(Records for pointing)

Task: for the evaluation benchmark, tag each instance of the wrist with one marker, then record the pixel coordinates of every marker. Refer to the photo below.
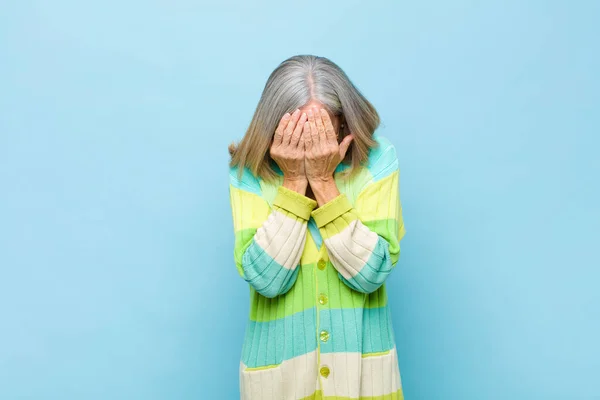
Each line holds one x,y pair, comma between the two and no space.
296,184
324,190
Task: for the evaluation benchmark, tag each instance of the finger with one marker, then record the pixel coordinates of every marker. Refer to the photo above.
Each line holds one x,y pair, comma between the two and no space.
344,144
277,138
307,137
289,129
320,127
298,130
314,132
329,131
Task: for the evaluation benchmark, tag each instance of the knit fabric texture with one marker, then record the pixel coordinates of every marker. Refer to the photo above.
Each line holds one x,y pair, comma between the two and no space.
319,324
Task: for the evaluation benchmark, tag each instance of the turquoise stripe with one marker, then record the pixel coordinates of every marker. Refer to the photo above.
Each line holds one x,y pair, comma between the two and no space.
266,275
372,275
383,159
248,182
366,330
350,330
272,342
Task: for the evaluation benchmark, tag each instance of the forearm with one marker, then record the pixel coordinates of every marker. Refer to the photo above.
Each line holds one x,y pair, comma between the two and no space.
359,254
271,260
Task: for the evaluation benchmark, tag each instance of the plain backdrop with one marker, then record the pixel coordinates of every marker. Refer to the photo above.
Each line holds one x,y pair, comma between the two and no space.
116,241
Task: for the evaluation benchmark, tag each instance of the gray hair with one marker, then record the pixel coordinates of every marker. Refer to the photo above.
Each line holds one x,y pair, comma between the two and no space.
294,83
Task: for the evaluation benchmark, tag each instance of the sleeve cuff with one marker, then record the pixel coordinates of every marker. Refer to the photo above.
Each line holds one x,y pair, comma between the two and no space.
294,202
331,210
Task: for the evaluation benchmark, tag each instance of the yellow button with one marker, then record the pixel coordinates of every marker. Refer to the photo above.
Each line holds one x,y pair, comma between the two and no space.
322,299
321,264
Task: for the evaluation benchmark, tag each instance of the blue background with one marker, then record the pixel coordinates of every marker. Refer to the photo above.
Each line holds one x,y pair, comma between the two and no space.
116,246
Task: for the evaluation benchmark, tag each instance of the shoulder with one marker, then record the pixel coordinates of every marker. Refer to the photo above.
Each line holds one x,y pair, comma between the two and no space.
246,181
383,159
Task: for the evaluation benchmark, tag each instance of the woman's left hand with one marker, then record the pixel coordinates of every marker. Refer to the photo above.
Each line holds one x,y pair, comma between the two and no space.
322,151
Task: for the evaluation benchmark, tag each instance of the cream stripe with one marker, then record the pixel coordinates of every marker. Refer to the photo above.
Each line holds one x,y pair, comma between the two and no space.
352,375
282,238
380,374
292,379
350,249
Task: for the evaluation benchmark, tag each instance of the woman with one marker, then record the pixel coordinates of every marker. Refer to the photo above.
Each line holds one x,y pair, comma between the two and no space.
318,221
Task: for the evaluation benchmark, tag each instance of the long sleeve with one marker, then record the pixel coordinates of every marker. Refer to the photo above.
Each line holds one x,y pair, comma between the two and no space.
363,241
268,241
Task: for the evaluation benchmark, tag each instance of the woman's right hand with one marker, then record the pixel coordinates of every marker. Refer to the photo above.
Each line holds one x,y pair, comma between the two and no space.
287,150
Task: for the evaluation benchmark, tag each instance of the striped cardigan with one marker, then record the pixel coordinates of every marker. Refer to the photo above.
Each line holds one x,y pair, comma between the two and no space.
319,324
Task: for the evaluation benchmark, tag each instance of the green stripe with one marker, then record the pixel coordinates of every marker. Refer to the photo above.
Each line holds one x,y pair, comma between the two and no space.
303,295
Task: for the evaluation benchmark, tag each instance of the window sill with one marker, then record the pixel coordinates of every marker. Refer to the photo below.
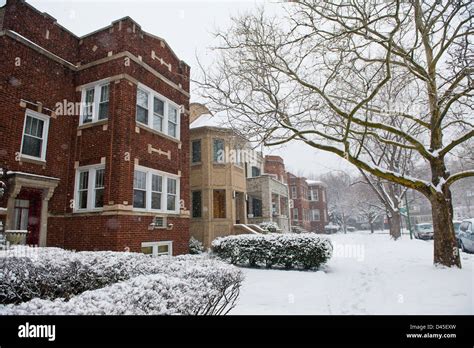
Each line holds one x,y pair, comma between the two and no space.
28,159
87,211
93,124
151,130
155,212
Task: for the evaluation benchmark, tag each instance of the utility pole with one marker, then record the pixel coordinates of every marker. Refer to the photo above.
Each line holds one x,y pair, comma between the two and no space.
408,215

* GIVEN TASK *
Rewrite all of the records above with "validation set" in place of each occurrence of "evaluation benchmark", changing nothing else. Leave the pictures out of your version.

* RESULT BELOW *
Task: for the validation set, tag each instance of the wrist with one marker, then record the pixel coordinates of every marker. Refer to the photo below.
Each line holds one x,y pair, comma between the two and no space.
296,184
324,190
Task: for the validation set, tag each instance of the finger with one marker, then record the pixel coordinates of every marker. Refer to the photo above.
Each line holds one x,y pair, comma between the two and no space.
344,144
277,138
307,137
289,129
320,127
298,130
314,132
329,131
Task: for the validation set, tag each instance of the knit fabric texture with one marker, then record the pixel coordinates of every marker. Refer to the photo above.
Each line holds one x,y pair, comma between the two and no space.
319,324
Task: for the validation set, tag each instance of the turquoise stripe with one marker, then record the pixel coordinates of every marker. Refer to the photo above.
Each line holds one x,y pair, comma between the two and no space.
266,275
372,275
383,159
248,182
366,330
350,330
272,342
Task: for the validation set, tag each instance of the forearm with one marker, then record the pixel coordinates of every marker. Refer to the photo above.
Each line holds one x,y pair, comma between the two and no space.
359,254
271,260
Task: for the validation set, tag each instance of the plain backdrop with one marker, then record the pixel coordinates of every marker. Refer to the photo above.
Each line holds one x,y pair, comma between the two and no space.
116,241
Task: for the validation set, tag each instance of the gray hair with one marker, then record the pixel coordinates of every marker. Refer to the photo above.
Each line holds one x,y pair, comma between the two and no space.
294,83
Task: for the validation set, tag each instance of the sleeve cuff with one marker, then record the pixel coordinates of every marker. Refer to the photo above.
Each line holds one x,y pair, comma between the two and no space.
294,202
331,210
Task: for the validation set, tag each instance of the yellow button with one marker, then record the pixel coordinates of every marker. Refer to the photo above.
Each line holds one x,y pair, comma between the two and no space.
322,299
321,264
Task: for the validation set, tag each instance of the blue background with one marker, then record the pixel coordinates of every marker. Refer to the photo above.
Each line holds one x,y pair, comma between the two and no space.
116,246
Task: for the validation set, tag each instance of the shoulder with one marker, then record the pixel coordinates of every marker. Refer to the photo above.
Each line holds one x,y pair, comma between the two and no space.
246,181
383,159
Task: for the validation set, tag each instance of the woman's left hand with one marker, then record the pixel coordinates of every marker. Refer to the photo above.
Each line holds one x,y pair, comma between the two and no space.
322,151
Task: for the validation set, tag each instance of the cream stripe with one marker, then record the pixel coordinates of every marker. Refer to the photo above.
Each line holds one x,y pair, comma between the two and no space.
352,375
282,238
380,374
292,379
350,249
Task: for the validation set, tag each instance of the woman with one marker, then record the pixel coordinates of every marker. Refer to the photo above.
Each line holds one x,y pair, comma between the two and no space.
318,221
Task: for the validation set, tag each instance of the long sleeve with one marker, then record the pixel coordinates of every marker. Refer to the photo above.
Each line holds one x,y pair, comma between the two and no space.
363,241
268,241
Task: for the validation set, tag each instance of the woman's right hand with one marker, then record the pixel coordinates of every marker. Refer to the photo above.
Each line holds one x,y pair, comma between the two and no space.
287,150
Task: for the validation set, tag each instance of the striped cardigan with one marker, then record the pixel coordinates of every marker. Refer to the photo above.
Each line holds one x,y pair, comma between the two and no space.
319,324
Task: for the validation set, tag each instance of the green stripe with one marker, then record the pixel coordinates of every marker. Refer to the photo above.
Each line holds one x,y pair, comma between the two and no space.
303,295
Task: for the validation set, tag each instance of the window sill with one marker, then record the pixel coordinates of every marker. Refer to the photo below.
Each line holds one x,y pair, comma between the two and no space.
28,159
87,211
93,124
151,130
155,212
Task: for the validation set, tag each instance of the utility pole with one marker, then record the pixel coordinates of every marker. Refer to the photo above.
Each line holds one x,y pair, comma between the two and no space.
408,215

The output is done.